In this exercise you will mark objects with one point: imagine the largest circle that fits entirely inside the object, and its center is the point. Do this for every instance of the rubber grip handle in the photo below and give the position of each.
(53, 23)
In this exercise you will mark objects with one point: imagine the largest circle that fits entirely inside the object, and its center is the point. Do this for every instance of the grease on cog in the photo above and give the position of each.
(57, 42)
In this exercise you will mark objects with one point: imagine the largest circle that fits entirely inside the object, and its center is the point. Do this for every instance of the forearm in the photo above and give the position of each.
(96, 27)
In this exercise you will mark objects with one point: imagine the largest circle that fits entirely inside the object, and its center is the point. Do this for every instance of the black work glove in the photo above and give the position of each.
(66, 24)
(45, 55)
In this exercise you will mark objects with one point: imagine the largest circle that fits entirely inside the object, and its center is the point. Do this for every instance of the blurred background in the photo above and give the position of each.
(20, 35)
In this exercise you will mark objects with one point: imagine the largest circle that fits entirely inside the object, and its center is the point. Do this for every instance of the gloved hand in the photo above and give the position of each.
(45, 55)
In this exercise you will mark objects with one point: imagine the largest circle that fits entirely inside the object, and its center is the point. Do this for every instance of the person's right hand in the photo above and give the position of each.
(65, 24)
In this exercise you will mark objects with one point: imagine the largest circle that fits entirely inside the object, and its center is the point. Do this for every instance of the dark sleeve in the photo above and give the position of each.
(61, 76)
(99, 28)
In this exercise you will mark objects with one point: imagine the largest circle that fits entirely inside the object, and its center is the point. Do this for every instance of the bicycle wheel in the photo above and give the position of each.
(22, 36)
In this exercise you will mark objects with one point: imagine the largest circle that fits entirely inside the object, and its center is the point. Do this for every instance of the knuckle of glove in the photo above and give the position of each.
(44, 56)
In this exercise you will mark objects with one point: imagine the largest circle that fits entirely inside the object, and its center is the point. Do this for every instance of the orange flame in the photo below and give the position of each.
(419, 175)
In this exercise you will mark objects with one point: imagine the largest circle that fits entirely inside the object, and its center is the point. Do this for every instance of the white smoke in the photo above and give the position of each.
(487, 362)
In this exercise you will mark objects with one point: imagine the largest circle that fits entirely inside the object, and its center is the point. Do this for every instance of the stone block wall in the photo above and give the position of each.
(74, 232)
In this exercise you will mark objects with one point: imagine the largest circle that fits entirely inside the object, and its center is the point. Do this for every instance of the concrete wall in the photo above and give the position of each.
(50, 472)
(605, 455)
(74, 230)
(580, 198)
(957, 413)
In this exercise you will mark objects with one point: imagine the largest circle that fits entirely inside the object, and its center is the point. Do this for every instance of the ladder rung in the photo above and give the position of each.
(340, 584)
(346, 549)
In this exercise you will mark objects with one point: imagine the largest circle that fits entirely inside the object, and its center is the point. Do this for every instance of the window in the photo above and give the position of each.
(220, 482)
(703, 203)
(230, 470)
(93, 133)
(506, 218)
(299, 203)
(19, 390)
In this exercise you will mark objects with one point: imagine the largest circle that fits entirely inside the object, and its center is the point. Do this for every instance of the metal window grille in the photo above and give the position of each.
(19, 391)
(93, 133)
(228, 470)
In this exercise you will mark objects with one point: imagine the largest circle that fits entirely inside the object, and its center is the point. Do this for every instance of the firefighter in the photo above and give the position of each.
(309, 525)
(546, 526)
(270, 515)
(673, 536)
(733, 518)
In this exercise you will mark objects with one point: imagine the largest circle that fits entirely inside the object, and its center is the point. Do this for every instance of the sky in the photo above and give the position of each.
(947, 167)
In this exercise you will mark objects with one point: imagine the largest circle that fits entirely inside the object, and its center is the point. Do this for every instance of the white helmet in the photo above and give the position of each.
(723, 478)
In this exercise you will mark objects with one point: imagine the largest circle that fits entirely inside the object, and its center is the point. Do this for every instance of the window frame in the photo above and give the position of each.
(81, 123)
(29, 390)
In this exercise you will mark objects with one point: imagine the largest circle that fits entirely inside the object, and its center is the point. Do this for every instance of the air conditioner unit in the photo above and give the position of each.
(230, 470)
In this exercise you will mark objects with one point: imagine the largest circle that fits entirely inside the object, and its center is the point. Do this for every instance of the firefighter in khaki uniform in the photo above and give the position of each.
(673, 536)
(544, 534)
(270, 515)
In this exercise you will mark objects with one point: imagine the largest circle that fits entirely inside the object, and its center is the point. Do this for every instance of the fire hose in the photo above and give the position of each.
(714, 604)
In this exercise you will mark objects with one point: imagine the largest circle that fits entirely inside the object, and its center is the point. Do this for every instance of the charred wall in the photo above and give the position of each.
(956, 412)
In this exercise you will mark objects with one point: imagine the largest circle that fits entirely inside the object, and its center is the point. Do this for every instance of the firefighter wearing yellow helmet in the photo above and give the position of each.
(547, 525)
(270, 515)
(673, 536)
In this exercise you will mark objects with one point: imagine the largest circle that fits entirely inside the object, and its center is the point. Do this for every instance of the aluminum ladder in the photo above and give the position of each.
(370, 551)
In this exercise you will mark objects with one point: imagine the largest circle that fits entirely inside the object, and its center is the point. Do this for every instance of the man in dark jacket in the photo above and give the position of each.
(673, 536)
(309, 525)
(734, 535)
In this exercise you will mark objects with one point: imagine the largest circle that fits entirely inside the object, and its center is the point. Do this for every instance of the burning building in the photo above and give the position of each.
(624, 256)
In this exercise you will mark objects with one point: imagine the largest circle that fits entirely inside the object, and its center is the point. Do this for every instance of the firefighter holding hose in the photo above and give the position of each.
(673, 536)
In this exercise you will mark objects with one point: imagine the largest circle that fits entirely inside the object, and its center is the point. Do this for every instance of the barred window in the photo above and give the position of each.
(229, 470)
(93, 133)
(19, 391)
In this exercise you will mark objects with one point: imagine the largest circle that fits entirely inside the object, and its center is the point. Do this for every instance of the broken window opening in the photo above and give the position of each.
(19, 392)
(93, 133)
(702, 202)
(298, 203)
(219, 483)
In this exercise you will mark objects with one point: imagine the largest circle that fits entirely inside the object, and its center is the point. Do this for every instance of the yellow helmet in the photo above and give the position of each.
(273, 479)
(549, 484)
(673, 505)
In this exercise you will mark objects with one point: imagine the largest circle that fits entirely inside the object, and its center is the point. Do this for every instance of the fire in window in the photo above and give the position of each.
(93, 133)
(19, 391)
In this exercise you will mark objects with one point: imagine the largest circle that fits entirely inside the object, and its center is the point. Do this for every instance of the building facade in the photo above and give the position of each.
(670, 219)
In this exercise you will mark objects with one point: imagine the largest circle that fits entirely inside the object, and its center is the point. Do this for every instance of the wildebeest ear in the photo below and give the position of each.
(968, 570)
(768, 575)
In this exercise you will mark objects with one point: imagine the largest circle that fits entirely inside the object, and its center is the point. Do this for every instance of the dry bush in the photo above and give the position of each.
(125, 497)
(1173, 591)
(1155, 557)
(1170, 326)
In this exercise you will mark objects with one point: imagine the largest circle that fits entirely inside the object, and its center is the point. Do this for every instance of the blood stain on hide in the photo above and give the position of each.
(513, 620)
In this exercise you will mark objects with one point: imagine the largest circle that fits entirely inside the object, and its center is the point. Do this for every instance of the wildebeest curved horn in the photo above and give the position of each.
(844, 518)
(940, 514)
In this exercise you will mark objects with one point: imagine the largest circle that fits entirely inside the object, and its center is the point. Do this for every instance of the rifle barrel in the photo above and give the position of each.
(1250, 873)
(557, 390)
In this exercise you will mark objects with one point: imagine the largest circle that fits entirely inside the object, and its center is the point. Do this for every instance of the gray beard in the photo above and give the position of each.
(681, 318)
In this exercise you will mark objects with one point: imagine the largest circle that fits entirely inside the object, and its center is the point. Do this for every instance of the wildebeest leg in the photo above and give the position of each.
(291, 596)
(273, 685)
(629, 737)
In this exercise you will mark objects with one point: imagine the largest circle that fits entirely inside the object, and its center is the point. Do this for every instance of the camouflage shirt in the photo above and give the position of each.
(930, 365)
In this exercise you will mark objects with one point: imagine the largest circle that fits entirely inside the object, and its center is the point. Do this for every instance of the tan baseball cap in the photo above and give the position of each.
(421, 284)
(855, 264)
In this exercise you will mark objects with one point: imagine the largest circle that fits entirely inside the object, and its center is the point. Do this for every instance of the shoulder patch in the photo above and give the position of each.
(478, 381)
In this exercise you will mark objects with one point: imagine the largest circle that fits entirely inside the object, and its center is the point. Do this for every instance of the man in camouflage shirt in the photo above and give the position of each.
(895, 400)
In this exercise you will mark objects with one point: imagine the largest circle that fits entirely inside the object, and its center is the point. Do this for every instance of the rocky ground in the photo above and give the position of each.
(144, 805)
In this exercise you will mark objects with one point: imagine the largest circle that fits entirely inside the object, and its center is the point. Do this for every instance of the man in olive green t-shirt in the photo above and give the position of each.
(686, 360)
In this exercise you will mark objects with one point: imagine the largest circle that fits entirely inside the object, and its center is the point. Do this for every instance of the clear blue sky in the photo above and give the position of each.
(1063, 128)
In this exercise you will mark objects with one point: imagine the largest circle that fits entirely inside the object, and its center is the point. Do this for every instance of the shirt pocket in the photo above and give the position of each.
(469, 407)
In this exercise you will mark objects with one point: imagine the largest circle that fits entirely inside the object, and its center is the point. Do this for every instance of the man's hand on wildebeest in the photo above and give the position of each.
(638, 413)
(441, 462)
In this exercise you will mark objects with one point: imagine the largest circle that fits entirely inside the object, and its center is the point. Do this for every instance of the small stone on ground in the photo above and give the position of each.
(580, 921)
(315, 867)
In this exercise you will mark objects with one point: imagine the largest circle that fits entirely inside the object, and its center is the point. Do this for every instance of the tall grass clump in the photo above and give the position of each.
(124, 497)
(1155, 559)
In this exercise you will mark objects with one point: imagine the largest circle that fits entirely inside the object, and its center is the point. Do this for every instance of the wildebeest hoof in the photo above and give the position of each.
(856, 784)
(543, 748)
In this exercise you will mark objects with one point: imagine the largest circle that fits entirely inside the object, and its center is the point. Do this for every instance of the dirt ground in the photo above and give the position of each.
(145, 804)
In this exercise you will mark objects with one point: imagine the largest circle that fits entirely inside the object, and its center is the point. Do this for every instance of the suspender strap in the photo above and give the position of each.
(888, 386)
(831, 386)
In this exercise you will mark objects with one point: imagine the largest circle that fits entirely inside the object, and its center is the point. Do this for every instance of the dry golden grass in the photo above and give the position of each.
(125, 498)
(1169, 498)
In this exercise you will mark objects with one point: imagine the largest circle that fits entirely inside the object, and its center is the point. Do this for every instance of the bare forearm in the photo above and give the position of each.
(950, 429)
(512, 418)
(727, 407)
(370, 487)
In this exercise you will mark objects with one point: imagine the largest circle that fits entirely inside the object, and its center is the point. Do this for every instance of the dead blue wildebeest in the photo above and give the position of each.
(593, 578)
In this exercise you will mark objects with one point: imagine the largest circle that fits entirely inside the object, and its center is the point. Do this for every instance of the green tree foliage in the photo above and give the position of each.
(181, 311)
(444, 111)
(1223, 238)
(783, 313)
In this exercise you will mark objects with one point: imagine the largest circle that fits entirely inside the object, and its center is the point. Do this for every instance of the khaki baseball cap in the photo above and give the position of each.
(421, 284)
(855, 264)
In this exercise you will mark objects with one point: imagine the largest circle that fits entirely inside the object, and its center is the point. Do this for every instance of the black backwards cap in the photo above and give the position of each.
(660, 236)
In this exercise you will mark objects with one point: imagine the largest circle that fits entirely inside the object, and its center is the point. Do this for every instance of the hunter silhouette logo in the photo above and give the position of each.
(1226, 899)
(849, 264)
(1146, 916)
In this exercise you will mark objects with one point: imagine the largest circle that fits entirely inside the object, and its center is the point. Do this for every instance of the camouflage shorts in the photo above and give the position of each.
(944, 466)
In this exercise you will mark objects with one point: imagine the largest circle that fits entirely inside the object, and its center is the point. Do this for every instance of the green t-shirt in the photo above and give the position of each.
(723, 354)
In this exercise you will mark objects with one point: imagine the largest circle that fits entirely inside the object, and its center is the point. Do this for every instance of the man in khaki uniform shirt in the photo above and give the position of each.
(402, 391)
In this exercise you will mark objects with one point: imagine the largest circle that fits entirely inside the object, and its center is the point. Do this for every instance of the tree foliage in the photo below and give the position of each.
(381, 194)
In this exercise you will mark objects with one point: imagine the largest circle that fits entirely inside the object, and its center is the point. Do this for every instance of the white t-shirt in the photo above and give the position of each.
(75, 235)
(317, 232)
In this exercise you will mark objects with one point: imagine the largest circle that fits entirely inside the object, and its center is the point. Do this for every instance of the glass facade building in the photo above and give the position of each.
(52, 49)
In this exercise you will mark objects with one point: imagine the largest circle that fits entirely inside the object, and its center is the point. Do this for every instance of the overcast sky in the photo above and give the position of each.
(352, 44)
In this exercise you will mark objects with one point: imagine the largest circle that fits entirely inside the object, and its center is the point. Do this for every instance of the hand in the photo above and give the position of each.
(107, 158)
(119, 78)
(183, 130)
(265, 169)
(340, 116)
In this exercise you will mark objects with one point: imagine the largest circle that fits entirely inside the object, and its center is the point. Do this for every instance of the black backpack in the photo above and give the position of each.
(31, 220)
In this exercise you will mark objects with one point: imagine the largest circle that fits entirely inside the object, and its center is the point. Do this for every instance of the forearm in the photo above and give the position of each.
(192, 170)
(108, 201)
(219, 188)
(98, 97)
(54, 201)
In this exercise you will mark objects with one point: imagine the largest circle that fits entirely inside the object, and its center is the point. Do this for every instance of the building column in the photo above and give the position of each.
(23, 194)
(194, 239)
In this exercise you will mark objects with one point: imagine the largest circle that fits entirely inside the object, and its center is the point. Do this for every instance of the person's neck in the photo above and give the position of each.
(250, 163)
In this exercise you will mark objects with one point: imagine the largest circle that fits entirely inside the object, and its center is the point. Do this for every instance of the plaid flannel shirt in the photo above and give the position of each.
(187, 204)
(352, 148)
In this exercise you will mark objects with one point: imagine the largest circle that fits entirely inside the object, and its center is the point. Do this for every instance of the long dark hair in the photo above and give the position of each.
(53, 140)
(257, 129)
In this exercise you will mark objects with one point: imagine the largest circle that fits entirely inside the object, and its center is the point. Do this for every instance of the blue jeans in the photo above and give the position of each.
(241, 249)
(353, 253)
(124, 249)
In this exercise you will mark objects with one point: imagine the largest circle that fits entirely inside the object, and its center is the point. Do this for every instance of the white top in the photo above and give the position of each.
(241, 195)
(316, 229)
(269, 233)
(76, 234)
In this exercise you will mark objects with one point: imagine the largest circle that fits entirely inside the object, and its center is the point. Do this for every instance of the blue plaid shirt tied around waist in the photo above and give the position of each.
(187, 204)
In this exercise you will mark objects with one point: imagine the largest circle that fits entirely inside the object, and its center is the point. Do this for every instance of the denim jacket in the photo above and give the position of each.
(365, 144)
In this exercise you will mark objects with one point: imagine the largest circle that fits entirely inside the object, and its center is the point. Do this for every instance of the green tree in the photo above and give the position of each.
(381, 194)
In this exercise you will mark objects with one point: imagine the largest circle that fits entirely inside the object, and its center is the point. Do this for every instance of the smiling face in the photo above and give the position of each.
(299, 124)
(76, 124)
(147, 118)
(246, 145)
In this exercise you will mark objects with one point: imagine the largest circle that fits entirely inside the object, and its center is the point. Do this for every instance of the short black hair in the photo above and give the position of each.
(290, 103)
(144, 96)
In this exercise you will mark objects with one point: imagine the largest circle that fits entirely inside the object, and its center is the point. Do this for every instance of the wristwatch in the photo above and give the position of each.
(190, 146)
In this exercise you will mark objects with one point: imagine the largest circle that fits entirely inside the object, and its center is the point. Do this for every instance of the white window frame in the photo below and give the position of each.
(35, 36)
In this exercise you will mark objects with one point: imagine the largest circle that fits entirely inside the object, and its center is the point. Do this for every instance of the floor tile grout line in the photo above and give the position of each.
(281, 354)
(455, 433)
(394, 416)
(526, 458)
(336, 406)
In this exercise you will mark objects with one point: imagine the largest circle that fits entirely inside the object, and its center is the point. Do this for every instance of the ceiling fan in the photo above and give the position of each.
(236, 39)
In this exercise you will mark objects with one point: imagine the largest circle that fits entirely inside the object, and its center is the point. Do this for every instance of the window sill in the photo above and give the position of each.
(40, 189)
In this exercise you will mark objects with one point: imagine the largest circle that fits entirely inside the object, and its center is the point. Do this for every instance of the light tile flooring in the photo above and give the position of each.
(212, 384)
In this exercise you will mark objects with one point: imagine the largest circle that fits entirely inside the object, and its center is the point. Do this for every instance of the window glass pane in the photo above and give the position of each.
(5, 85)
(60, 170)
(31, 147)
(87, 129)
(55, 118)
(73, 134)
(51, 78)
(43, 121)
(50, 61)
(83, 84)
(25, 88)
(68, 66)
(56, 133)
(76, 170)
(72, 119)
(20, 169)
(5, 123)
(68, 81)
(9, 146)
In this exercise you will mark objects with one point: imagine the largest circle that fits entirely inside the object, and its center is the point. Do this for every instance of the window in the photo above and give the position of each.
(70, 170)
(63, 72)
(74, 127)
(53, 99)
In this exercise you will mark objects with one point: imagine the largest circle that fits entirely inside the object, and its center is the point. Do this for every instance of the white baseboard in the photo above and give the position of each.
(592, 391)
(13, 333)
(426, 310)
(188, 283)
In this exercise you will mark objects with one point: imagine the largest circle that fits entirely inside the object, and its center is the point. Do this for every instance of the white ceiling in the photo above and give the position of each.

·····

• _Exercise objective_:
Pull out every line from the one with "the white baseboard" to the end of the listing, and output only those.

• _Solution_:
In this exercise you will mark objects with one point: imagine the largest circle that fits entirely inside the object, and its center is the point. Do this for every instance of the white baseboard in the photo above and give the position of each.
(592, 391)
(13, 333)
(426, 310)
(188, 283)
In this exercise you will mark objects with one point: imagine the largest circle that fits entirely inside the object, and its center is the point. Do this for every instance of the white ceiling in the photo above and give the position of each.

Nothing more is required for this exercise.